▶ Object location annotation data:
** Begin **
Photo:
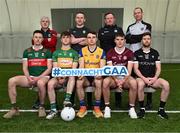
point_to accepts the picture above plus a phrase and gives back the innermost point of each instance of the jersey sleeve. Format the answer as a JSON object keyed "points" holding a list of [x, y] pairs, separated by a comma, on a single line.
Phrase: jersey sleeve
{"points": [[49, 55], [157, 57], [80, 53], [103, 56], [131, 56], [55, 57], [25, 55], [75, 57], [108, 57], [135, 59]]}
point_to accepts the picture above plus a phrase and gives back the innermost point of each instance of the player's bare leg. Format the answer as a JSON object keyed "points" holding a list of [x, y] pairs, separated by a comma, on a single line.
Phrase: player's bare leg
{"points": [[132, 85], [81, 94], [98, 86], [12, 84]]}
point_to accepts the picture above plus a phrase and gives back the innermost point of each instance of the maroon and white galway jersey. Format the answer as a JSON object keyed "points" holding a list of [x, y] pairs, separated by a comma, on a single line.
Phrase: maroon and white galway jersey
{"points": [[120, 58]]}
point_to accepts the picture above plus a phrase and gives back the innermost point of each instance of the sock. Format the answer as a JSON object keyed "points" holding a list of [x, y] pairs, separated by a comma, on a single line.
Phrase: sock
{"points": [[97, 103], [68, 97], [41, 105], [118, 98], [53, 106], [14, 105], [131, 106], [141, 104], [82, 103], [162, 104], [149, 98]]}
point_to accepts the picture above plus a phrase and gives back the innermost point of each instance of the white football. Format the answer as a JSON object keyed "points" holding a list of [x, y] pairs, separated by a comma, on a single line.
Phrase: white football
{"points": [[68, 114]]}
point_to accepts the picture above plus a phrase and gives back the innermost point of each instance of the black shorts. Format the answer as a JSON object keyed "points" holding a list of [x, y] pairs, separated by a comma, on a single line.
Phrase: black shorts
{"points": [[90, 79]]}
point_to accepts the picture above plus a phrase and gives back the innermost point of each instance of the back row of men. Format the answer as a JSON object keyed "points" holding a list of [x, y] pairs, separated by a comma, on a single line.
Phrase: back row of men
{"points": [[37, 65]]}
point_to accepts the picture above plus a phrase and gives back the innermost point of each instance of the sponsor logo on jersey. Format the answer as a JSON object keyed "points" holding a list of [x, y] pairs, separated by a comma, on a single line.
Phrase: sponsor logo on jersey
{"points": [[84, 32], [146, 56], [124, 57], [105, 71], [37, 62], [36, 54], [70, 54]]}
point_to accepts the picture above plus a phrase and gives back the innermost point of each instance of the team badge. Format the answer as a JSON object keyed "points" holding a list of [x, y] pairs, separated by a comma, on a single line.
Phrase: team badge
{"points": [[36, 54], [142, 28], [84, 32], [146, 56], [65, 53], [49, 35], [124, 57]]}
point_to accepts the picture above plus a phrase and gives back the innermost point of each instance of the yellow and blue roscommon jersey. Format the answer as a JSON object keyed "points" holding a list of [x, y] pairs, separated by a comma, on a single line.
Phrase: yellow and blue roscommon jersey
{"points": [[92, 59]]}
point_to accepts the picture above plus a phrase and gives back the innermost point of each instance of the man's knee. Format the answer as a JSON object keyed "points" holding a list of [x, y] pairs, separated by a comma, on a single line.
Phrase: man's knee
{"points": [[106, 83], [12, 81], [41, 83]]}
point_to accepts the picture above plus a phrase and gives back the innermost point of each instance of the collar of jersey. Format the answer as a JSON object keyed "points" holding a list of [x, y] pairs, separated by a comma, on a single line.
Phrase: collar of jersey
{"points": [[39, 48], [93, 50], [121, 51]]}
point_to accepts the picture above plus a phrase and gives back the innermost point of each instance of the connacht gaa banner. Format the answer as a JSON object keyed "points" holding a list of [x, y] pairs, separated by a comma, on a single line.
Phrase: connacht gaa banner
{"points": [[105, 71]]}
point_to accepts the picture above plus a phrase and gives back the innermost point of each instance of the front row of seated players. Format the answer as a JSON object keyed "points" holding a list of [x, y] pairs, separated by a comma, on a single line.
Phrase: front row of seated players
{"points": [[65, 57], [37, 64]]}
** End **
▶ What is expected: Please put every line of the items above into a numbered list, skipping blank lines and leaving out the pictures.

▶ Response below:
1. Photo:
2. point_to accepts the picture above plus a phrase and gives back the innermost point of each instance of the jersey sleeve. Format the answer as a JSON object keyed "points" holding a list of [x, y] pairs, separated by a comma, on a single line.
3. Phrase: jersey sleeve
4. {"points": [[49, 55], [157, 57], [80, 53], [103, 56], [131, 56], [55, 57], [25, 55], [75, 57], [108, 57], [135, 59]]}
5. point_to accepts the picture above plus a phrase and gives back the innermost point of each instance of the player's bare leg. Format the answer as a JSON object keyed "points" holding a list of [x, y] pairs, separated by a comma, on a single line.
6. Phrase: player's bare leg
7. {"points": [[132, 85], [81, 94], [98, 86], [12, 84]]}
8. point_to accepts the picture above plus a phrase and gives back the innermost point of each instance of the maroon and white galway jersey. Format the answer as a JSON object keyed "points" holding a list of [x, y] pairs, separated by a comma, on a single line.
9. Phrase: maroon and white galway jersey
10. {"points": [[120, 58]]}
11. point_to accepts the picture above plus a phrase and gives back the innermost point of each instance of the sock. Format the answer as a JSON object keyed "points" holding a list of [x, y] pairs, separated by a comma, on a single line.
12. Phrase: sock
13. {"points": [[97, 103], [68, 97], [41, 105], [118, 98], [53, 106], [14, 105], [131, 106], [141, 104], [82, 103], [162, 104], [149, 98]]}
14. point_to accepts the picture above plus a phrase and gives back the innermost point of each instance of the white football. Format the answer as a JSON object keyed "points" holding a list of [x, y] pairs, separated by a comma, on a single line.
15. Phrase: white football
16. {"points": [[68, 114]]}
17. point_to accepts the picture above plus a phrase and gives back the innermost point of each instance of the black shorts. Format the answer as a JSON object keyed "points" holding a list of [x, y] pairs, separated by a comma, on a single line.
18. Phrase: black shorts
19. {"points": [[90, 79]]}
20. point_to accepts the picture above plus a phrase and gives back the innermost point of each instance of the back row of men. Format the answer as a JSON object keyed "points" holding a list of [x, y] pairs, separated by a comma, on a single line.
21. Phrase: back row of men
22. {"points": [[37, 65]]}
23. point_to accepts the picture above plus a phrase and gives back the innermost point of each instance of the sponsor logo on jersey. Format the answer as a JSON object keyed "points" holding a list of [x, y] pairs, separated by a comma, on a single line.
24. Phrase: sponsor logo on jersey
25. {"points": [[84, 32], [146, 56], [124, 57], [105, 71], [37, 62], [36, 54], [70, 54]]}
26. point_to accepts the picture above plus a phrase and gives back the innermost point of each instance of the team badge. Format the answer as a JSON object keyed "points" holding a list of [x, y] pairs, separated by a comma, on a single line.
27. Phrase: team badge
28. {"points": [[36, 54], [142, 28], [84, 32], [146, 56], [65, 53], [49, 35], [124, 57]]}
29. point_to accepts the picture above plus a phrase and gives back the innermost point of each instance of the yellow and blue roscommon jersey. Format the answer as a JSON object keyed "points" holding a list of [x, y] pairs, separated by a comma, on a single line.
30. Phrase: yellow and blue roscommon jersey
31. {"points": [[92, 59]]}
32. point_to accepts the picture above plus a phrase and gives back the innermost point of each instance of the man's knee. Format the answer as a JSON object keyed "points" holding a list of [x, y] pairs, separated by a comma, on a single line.
33. Phrase: man's knee
34. {"points": [[106, 83], [12, 81], [41, 83]]}
35. point_to accepts the picture above plus a phrase and gives back the innermost point of each instance of the collar of jersey. Format the answer as a JSON object keyed "points" holding a list of [x, y] pairs, separated by a comma, on a single line.
36. Phrase: collar of jersey
37. {"points": [[39, 48], [93, 50], [121, 51]]}
38. point_to accepts the picture above plus a phrase and gives back the innermost point of each instance of the connacht gaa banner. Format the answer as a JSON object keyed "points" holding a list of [x, y] pairs, separated by a comma, on a single line.
39. Phrase: connacht gaa banner
40. {"points": [[105, 71]]}
41. point_to accepts the picture above plus a phrase and gives back the innermost point of each instance of the front row of seated players. Format the answer as a JSON object keyed "points" holding a list of [x, y] pairs, separated by a comma, on a single line.
42. Phrase: front row of seated players
43. {"points": [[65, 57], [37, 64]]}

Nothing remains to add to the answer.